Copy out everything in the data below from the line containing "obj=white road marking mode=detect" down to the end of the data, including both of those lines.

(Stored records)

++++++++++

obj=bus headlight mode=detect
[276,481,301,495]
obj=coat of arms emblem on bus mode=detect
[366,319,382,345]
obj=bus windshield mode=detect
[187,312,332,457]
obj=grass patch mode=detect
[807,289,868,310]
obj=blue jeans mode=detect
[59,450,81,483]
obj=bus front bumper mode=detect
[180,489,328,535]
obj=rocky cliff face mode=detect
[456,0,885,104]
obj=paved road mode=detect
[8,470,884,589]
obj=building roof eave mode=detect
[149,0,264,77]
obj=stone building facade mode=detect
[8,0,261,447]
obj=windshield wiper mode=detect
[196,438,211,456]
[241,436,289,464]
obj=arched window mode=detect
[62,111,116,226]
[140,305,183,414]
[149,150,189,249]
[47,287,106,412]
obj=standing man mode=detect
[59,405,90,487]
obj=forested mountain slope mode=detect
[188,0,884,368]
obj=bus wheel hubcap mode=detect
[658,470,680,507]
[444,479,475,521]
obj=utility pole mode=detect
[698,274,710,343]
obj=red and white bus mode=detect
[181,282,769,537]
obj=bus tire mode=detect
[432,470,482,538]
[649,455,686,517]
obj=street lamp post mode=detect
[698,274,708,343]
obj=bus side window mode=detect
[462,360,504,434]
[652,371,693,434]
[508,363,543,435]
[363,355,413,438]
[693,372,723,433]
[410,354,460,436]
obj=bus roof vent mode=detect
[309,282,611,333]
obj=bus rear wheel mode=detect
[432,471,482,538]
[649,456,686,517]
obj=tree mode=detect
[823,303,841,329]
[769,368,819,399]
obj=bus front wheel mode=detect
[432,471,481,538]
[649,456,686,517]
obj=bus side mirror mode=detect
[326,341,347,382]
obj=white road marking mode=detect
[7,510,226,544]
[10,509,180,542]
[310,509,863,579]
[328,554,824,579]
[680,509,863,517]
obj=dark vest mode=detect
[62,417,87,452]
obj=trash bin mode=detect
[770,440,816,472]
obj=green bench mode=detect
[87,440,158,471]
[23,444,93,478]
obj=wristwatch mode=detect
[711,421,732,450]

++++++++++

▶ EXERCISE RESULT
obj=white road marking mode=detect
[7,510,226,544]
[10,509,180,542]
[310,509,863,579]
[328,554,824,579]
[680,509,863,517]
obj=dark vest mode=detect
[62,417,87,452]
obj=trash bin mode=detect
[770,440,816,472]
obj=green bench mode=detect
[87,440,158,471]
[23,444,93,478]
obj=wristwatch mode=detect
[711,421,732,450]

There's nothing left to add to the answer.